-------- DATA FOR PROCESSING --------

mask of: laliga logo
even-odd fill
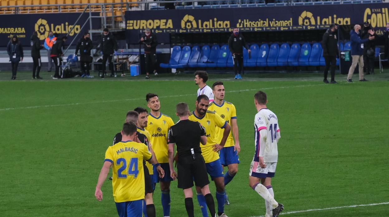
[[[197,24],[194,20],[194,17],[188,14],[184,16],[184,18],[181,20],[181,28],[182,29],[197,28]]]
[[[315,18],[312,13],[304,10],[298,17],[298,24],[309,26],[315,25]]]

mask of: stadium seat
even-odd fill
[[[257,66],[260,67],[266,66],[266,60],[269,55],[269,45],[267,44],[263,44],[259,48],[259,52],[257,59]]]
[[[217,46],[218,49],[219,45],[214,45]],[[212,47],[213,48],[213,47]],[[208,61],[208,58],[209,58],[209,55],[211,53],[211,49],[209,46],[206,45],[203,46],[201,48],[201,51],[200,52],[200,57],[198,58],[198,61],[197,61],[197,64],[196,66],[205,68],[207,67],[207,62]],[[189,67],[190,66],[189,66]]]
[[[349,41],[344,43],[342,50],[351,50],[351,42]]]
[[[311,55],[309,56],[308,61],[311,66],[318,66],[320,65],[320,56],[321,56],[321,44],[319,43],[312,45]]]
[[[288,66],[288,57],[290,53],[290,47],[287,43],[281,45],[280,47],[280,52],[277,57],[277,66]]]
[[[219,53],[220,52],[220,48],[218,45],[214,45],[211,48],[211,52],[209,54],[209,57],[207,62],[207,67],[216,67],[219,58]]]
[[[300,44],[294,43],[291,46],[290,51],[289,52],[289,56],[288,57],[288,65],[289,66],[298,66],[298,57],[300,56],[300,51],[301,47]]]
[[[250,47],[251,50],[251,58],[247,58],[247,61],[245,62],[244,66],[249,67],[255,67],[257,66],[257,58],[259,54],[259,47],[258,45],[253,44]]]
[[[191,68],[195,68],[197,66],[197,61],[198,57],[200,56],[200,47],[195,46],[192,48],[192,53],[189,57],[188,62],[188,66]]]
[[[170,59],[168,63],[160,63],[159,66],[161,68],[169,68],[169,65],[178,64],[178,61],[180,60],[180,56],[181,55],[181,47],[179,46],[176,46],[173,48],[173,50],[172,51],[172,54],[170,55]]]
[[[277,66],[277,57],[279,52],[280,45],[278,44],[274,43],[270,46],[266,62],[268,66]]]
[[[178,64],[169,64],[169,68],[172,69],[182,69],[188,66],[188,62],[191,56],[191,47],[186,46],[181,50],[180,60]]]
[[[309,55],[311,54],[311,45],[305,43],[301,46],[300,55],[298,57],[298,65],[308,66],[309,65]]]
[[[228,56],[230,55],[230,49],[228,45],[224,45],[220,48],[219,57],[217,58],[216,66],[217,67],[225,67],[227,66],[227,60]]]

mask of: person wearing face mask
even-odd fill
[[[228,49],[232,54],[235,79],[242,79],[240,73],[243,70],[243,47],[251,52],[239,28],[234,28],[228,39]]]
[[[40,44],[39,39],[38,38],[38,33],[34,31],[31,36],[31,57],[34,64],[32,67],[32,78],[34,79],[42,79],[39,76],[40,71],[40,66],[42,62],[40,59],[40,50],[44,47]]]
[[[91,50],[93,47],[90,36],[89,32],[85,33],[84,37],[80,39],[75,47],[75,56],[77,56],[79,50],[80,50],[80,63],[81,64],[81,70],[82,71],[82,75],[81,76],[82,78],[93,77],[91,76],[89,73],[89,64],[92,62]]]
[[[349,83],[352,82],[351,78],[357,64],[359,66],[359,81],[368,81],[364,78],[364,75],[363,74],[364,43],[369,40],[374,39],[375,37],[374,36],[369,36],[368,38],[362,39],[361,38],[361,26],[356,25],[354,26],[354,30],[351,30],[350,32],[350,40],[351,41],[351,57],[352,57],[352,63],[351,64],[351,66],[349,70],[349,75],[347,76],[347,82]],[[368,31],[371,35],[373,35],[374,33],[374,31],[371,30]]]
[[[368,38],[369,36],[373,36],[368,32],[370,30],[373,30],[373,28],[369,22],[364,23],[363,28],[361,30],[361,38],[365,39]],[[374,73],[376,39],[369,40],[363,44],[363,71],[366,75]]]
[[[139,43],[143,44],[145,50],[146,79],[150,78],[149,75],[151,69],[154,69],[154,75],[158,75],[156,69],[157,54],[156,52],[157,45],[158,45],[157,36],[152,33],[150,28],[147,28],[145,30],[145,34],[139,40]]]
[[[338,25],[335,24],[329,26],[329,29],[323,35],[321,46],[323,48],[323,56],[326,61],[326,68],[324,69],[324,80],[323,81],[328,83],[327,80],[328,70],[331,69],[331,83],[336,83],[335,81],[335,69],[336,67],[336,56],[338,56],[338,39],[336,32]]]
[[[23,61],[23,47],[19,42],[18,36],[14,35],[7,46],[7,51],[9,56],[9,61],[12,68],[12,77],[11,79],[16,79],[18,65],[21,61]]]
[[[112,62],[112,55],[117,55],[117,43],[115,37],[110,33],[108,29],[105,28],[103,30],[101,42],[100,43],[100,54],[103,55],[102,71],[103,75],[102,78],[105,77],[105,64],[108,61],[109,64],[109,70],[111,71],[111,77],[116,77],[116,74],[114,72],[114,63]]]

--------

■ **PROBLEM DESCRIPTION**: From the material above, copy everything exactly but the pictures.

■ **COMPLETE ANSWER**:
mask of: laliga logo
even-odd fill
[[[197,24],[194,20],[194,17],[188,14],[184,16],[184,18],[181,20],[181,28],[182,29],[197,28]]]
[[[315,18],[312,13],[304,10],[298,17],[298,24],[309,26],[315,25]]]

mask of: stadium seat
even-odd fill
[[[257,66],[260,67],[266,66],[266,60],[269,55],[269,45],[267,44],[263,44],[259,48],[259,52],[257,59]]]
[[[217,46],[218,49],[219,45],[214,45]],[[212,47],[213,48],[213,47]],[[208,61],[208,58],[209,58],[209,55],[211,53],[211,49],[209,46],[206,45],[203,46],[201,48],[201,51],[200,52],[200,57],[198,58],[198,61],[197,61],[197,64],[196,66],[205,68],[207,67],[207,62]],[[189,67],[190,66],[189,66]]]
[[[349,41],[344,43],[342,50],[351,50],[351,42]]]
[[[311,55],[309,56],[308,61],[311,66],[318,66],[320,65],[320,56],[321,56],[321,44],[319,43],[312,45]]]
[[[288,66],[288,57],[290,53],[290,47],[287,43],[281,45],[280,47],[280,52],[277,57],[277,66]]]
[[[219,53],[220,52],[220,48],[218,45],[214,45],[211,48],[211,52],[209,54],[209,57],[207,62],[207,67],[216,67],[219,58]]]
[[[300,44],[294,43],[291,46],[290,51],[289,52],[289,56],[288,57],[288,65],[289,66],[298,66],[298,57],[300,56],[300,51],[301,47]]]
[[[250,47],[251,50],[251,58],[247,58],[247,61],[245,62],[244,66],[249,67],[255,67],[257,66],[257,58],[259,54],[259,47],[258,45],[253,44]]]
[[[191,68],[195,68],[197,66],[197,61],[198,57],[200,56],[200,47],[195,46],[192,48],[192,53],[189,57],[188,62],[188,66]]]
[[[170,59],[168,63],[160,63],[159,66],[161,68],[169,68],[169,65],[178,64],[178,61],[180,60],[180,56],[181,55],[181,47],[179,46],[176,46],[173,48],[173,50],[172,51],[172,54],[170,55]]]
[[[277,66],[277,57],[279,52],[280,45],[278,44],[274,43],[270,46],[266,62],[268,66]]]
[[[178,64],[169,64],[169,68],[172,69],[182,69],[188,66],[188,62],[191,56],[191,47],[186,46],[181,50],[180,60]]]
[[[309,55],[311,54],[311,45],[305,43],[301,46],[300,55],[298,57],[298,65],[308,66],[309,65]]]
[[[228,56],[230,55],[230,49],[228,45],[224,45],[220,48],[219,57],[217,58],[216,66],[217,67],[225,67],[227,66],[227,60]]]

mask of: person wearing face mask
even-odd fill
[[[228,49],[232,54],[235,79],[242,79],[240,73],[243,70],[243,47],[251,52],[239,28],[234,28],[228,39]]]
[[[40,44],[39,39],[38,38],[38,33],[34,31],[31,36],[31,57],[34,64],[32,67],[32,78],[34,79],[42,79],[39,76],[40,71],[40,66],[42,62],[40,59],[40,50],[44,47]]]
[[[91,50],[93,47],[90,36],[89,32],[85,33],[84,37],[80,39],[75,47],[75,56],[77,56],[79,50],[80,50],[80,63],[81,64],[81,70],[82,71],[82,75],[81,76],[82,78],[93,77],[91,76],[89,73],[89,64],[92,62]]]
[[[349,83],[352,82],[351,78],[357,64],[359,66],[359,81],[368,81],[364,78],[364,75],[363,74],[364,43],[369,40],[374,39],[375,37],[374,36],[369,36],[368,38],[362,39],[361,38],[361,26],[356,25],[354,26],[354,30],[351,30],[350,32],[350,40],[351,41],[351,57],[352,57],[352,63],[351,64],[351,66],[349,70],[349,75],[347,76],[347,82]],[[368,31],[371,35],[373,35],[374,33],[374,31],[371,30]]]
[[[368,38],[369,36],[373,36],[368,32],[370,30],[373,30],[373,28],[369,22],[364,23],[363,28],[361,30],[361,38],[365,39]],[[374,73],[376,39],[369,40],[363,44],[363,71],[366,75]]]
[[[139,43],[143,44],[145,50],[146,79],[150,78],[149,75],[151,69],[154,69],[154,75],[158,75],[156,69],[157,54],[156,52],[157,45],[158,45],[157,36],[152,33],[150,28],[147,28],[145,30],[145,34],[139,40]]]
[[[338,25],[335,24],[329,26],[329,29],[323,35],[321,46],[323,48],[323,56],[326,61],[326,68],[324,69],[324,80],[323,81],[328,83],[327,80],[328,70],[331,69],[331,83],[336,83],[335,81],[335,69],[336,67],[336,56],[338,56],[338,39],[336,32]]]
[[[23,61],[23,47],[19,42],[18,36],[14,35],[7,46],[7,51],[9,56],[9,61],[12,68],[12,77],[11,79],[16,79],[18,65],[21,61]]]
[[[112,62],[112,55],[117,55],[117,43],[115,37],[110,33],[108,29],[105,28],[103,30],[101,42],[100,43],[100,54],[103,55],[102,71],[103,75],[102,78],[105,77],[105,64],[108,61],[109,64],[109,70],[111,71],[111,77],[116,77],[116,74],[114,72],[114,63]]]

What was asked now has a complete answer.